__What is required__. Echo word for word the lines from the start of the records through the line containing "Expected format, as", inclusive.

__The data__.
════

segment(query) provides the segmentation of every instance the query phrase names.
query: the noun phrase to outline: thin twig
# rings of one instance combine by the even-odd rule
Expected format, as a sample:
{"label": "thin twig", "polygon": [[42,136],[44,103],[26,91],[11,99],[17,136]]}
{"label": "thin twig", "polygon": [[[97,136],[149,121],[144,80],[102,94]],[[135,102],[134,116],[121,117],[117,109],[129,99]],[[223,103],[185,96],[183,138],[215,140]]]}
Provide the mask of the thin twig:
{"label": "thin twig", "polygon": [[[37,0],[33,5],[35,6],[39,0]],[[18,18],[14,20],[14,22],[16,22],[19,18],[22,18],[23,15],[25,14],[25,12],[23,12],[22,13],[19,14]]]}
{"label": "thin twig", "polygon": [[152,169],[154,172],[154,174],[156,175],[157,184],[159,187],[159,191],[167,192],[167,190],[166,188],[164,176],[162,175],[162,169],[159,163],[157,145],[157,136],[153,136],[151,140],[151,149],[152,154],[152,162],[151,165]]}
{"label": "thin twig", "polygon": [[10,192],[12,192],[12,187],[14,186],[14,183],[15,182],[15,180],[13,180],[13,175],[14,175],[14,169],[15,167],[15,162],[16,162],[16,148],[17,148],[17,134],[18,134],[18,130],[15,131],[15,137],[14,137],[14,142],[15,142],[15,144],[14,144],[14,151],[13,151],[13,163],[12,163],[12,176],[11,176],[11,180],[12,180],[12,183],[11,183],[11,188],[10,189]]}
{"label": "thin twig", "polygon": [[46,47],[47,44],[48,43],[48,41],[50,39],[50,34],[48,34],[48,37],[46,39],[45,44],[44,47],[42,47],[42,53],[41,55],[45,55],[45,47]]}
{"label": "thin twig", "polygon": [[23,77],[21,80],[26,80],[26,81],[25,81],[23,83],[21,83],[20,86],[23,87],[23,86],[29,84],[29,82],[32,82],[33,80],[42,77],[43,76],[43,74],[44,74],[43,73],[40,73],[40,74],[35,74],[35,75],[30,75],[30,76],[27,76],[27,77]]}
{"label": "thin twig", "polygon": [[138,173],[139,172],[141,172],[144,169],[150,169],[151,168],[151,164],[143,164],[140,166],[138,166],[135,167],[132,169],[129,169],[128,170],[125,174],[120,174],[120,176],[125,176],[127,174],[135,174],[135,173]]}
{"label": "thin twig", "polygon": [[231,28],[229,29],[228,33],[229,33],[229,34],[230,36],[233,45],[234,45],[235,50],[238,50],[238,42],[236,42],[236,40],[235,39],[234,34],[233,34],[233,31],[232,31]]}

════

__Solution__.
segment(query) provides the segmentation of every instance the query phrase names.
query: the noun phrase to outline: thin twig
# rings of one instance combine by the even-odd rule
Expected format, as a sample:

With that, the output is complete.